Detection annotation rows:
□ □ □ □ □ □ □

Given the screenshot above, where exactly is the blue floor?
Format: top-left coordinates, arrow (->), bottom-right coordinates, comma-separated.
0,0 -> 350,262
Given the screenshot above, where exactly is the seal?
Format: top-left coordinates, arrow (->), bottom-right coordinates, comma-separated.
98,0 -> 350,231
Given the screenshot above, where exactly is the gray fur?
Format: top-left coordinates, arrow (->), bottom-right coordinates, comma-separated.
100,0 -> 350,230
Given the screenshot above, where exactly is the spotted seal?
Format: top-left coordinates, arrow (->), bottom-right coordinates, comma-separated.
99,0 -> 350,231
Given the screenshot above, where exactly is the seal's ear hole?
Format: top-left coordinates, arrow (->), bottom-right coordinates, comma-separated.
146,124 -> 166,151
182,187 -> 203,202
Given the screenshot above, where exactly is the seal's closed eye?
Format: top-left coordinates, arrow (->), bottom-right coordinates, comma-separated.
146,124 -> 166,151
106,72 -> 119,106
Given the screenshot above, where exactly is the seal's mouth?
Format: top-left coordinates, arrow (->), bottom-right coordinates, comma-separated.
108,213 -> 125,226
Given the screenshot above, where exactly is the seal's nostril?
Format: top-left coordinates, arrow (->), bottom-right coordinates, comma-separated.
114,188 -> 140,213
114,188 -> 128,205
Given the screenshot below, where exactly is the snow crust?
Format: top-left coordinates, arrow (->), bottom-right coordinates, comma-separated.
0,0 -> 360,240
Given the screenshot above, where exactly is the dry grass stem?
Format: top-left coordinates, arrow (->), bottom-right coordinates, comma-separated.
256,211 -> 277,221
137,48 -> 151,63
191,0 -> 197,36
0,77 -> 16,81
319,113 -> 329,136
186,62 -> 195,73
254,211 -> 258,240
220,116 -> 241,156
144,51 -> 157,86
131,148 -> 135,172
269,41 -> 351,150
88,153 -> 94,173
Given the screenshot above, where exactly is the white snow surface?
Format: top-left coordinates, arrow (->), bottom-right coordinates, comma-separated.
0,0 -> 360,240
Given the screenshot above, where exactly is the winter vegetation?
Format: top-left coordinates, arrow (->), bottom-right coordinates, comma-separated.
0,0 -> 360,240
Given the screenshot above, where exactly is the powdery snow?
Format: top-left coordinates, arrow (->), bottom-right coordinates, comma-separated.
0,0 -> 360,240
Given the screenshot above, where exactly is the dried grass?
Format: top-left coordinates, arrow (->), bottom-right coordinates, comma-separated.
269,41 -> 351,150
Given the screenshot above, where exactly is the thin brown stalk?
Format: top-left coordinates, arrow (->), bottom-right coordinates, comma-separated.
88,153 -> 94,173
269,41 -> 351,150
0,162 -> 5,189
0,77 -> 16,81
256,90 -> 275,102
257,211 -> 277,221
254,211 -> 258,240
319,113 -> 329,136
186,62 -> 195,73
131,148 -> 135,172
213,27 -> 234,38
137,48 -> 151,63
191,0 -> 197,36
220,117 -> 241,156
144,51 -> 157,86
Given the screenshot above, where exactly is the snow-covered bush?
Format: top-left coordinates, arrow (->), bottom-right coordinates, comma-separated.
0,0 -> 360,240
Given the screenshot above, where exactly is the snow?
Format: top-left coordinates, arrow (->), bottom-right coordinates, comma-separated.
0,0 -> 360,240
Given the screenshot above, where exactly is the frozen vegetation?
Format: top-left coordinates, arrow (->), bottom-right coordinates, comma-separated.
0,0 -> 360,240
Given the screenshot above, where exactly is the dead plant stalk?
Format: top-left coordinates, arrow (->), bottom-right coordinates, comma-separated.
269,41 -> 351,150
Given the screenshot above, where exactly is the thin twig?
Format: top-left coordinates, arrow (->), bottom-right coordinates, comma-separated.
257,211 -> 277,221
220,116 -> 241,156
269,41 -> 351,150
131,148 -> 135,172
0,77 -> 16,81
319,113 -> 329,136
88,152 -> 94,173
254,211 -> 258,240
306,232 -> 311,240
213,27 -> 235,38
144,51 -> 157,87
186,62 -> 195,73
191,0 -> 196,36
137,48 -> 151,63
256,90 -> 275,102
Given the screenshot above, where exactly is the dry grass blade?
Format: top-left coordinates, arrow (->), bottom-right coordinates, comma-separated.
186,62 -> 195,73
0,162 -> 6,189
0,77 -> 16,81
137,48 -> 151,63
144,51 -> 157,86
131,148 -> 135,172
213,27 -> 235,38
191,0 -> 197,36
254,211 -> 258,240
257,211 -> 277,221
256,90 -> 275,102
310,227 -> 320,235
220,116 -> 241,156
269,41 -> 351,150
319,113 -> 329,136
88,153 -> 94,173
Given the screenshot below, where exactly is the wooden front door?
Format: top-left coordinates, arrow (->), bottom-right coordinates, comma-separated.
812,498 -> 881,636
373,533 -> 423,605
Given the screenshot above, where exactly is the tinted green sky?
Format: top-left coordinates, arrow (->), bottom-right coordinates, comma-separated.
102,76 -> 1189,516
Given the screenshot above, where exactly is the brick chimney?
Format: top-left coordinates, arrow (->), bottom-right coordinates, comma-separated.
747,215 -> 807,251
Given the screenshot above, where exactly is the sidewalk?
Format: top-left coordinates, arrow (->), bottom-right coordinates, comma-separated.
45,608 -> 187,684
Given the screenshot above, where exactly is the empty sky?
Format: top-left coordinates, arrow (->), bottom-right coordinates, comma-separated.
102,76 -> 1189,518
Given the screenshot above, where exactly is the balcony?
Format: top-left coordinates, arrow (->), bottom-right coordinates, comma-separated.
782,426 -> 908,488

□ □ □ □ □ □ □

— Work to do —
Please give all of the rows above as a numbered list, leaving out any blank lines.

— Written response —
1. Given the screenshot above, where exactly is the blue floor?
2. Format: top-left coordinates, arrow (->), bottom-right coordinates, comma-separated.
3. 0,0 -> 350,262
4. Given the screenshot above, where exactly is the seal?
5. Format: top-left coordinates, arrow (->), bottom-right coordinates, comma-separated.
6. 98,0 -> 350,231
7. Given the screenshot above, where exactly is the gray fur?
8. Format: top-left coordinates, arrow (->), bottom-right coordinates, comma-separated.
9. 100,0 -> 350,230
10. Given the screenshot above, where exactly is the spotted seal?
11. Format: top-left coordinates, arrow (->), bottom-right coordinates, comma-separated.
12. 99,0 -> 350,231
13. Given the screenshot above, where exactly is the seal's ear hole?
14. Format: top-left coordinates, arrow (->), bottom-right coordinates, comma-separated.
15. 146,124 -> 166,151
16. 182,187 -> 203,202
17. Given the screenshot above, where exactly is the seal's closed eye?
18. Format: top-left coordinates, arrow (->), bottom-right coordinates, comma-separated.
19. 146,124 -> 166,151
20. 106,72 -> 119,106
21. Given the screenshot above, where exactly is the seal's mouth?
22. Format: top-left coordinates, arrow (->), bottom-right coordinates, comma-separated.
23. 108,213 -> 125,226
24. Given the screenshot above, where exactly is the seal's nostril?
25. Format: top-left coordinates, arrow (->), bottom-right coordinates, comma-separated.
26. 114,188 -> 140,213
27. 114,188 -> 128,205
28. Given the screenshot below, where exactly is the snow crust?
29. Format: top-left coordinates, arrow (->), bottom-right coordinates, comma-separated.
30. 0,0 -> 360,240
31. Given the screenshot above, where exactly is the dry grass stem?
32. Format: top-left coordinates, arrow (->), bottom-right coordinates, comma-separated.
33. 256,211 -> 277,221
34. 137,48 -> 151,63
35. 191,0 -> 197,36
36. 0,77 -> 16,81
37. 319,113 -> 329,136
38. 186,62 -> 195,73
39. 254,211 -> 258,240
40. 220,116 -> 241,156
41. 144,51 -> 157,86
42. 131,148 -> 135,172
43. 269,41 -> 351,150
44. 88,153 -> 94,173
45. Given the screenshot above, where exactly is the white snow surface?
46. Format: top-left coordinates, arrow (->), bottom-right coordinates, comma-separated.
47. 0,0 -> 360,240
48. Given the screenshot above, where exactly is the winter vegetation?
49. Format: top-left coordinates, arrow (->), bottom-right coordinates, comma-separated.
50. 0,0 -> 360,240
51. Given the screenshot above, where exactly is the powdery snow?
52. Format: top-left coordinates, arrow (->), bottom-right coordinates, comma-separated.
53. 0,0 -> 360,240
54. Given the screenshot above, where exactly is the dried grass?
55. Format: top-left coordinates, arrow (->), bottom-right coordinates, comma-separated.
56. 269,41 -> 351,150
57. Given the screenshot above, where exactly is the thin brown stalk?
58. Format: top-left coordinates, arrow (->), bottom-right coordinates, comma-separated.
59. 88,153 -> 94,173
60. 269,41 -> 351,150
61. 0,162 -> 5,189
62. 0,77 -> 16,81
63. 256,90 -> 275,102
64. 257,211 -> 277,221
65. 254,211 -> 258,240
66. 319,113 -> 329,136
67. 186,62 -> 195,73
68. 131,148 -> 135,172
69. 213,27 -> 234,38
70. 137,48 -> 151,63
71. 191,0 -> 197,36
72. 220,117 -> 241,156
73. 144,51 -> 157,86
74. Given the screenshot above, where exactly is the snow-covered bush?
75. Format: top-left coordinates, arrow (->), bottom-right coordinates, comma-separated.
76. 0,0 -> 360,240
77. Given the screenshot above, where exactly is the snow?
78. Format: top-left coordinates, arrow (->), bottom-right coordinates, comma-separated.
79. 0,0 -> 360,240
80. Given the screenshot above, where exactly is the frozen vegetation?
81. Format: top-left coordinates, arrow (->), bottom-right coordinates, comma-separated.
82. 0,0 -> 360,240
83. Given the screenshot above, where exactly is the dead plant stalk?
84. Format: top-left coordinates, arrow (->), bottom-right coordinates, comma-separated.
85. 269,41 -> 351,150
86. Given the screenshot above, where exactly is the thin twig?
87. Format: top-left coordinates, arrow (->), bottom-right coordinates, comma-separated.
88. 257,211 -> 277,221
89. 220,116 -> 241,156
90. 269,41 -> 351,150
91. 131,148 -> 135,172
92. 0,77 -> 16,81
93. 319,113 -> 329,136
94. 88,152 -> 94,173
95. 254,211 -> 258,240
96. 306,232 -> 311,240
97. 213,27 -> 235,38
98. 144,51 -> 157,87
99. 186,62 -> 195,73
100. 191,0 -> 196,36
101. 137,48 -> 151,63
102. 256,90 -> 275,102
103. Given the screenshot above, where exactly is the dry grass blade?
104. Format: top-left coordinates, arrow (->), bottom-right coordinates, comma-separated.
105. 186,62 -> 195,73
106. 0,162 -> 6,189
107. 0,77 -> 16,81
108. 137,48 -> 151,63
109. 144,51 -> 157,86
110. 131,148 -> 135,172
111. 213,27 -> 235,38
112. 191,0 -> 197,36
113. 254,211 -> 258,240
114. 257,211 -> 277,221
115. 256,90 -> 275,102
116. 310,227 -> 320,235
117. 220,116 -> 241,156
118. 269,41 -> 351,150
119. 319,113 -> 329,136
120. 88,153 -> 94,173
121. Given the screenshot below, where exactly is the wooden front door?
122. Format: top-left coordinates, arrow (->), bottom-right coordinates, comma-separated.
123. 812,498 -> 881,636
124. 373,533 -> 423,605
125. Given the screenshot above, where exactly is the tinted green sky?
126. Format: top-left coordinates, arrow (->), bottom-right coordinates, comma-separated.
127. 102,76 -> 1189,516
128. Given the screenshot above, where exactly is the brick chimney?
129. Format: top-left coordinates, arrow (->), bottom-right coordinates, comma-separated.
130. 747,215 -> 807,251
131. Given the screenshot above, where exactly is the sidewalk?
132. Format: top-left coordinates, arrow (->), bottom-right coordinates, comma-separated.
133. 45,608 -> 187,684
134. Given the screenshot above, where exactly is the empty sky?
135. Format: top-left coordinates, arrow (->), bottom-right coordinates, comma-separated.
136. 102,76 -> 1189,518
137. Given the screenshot above, where exactly is the balcony?
138. Format: top-left coordinates, arrow (->), bottom-right coordinates, comma-separated.
139. 782,426 -> 908,488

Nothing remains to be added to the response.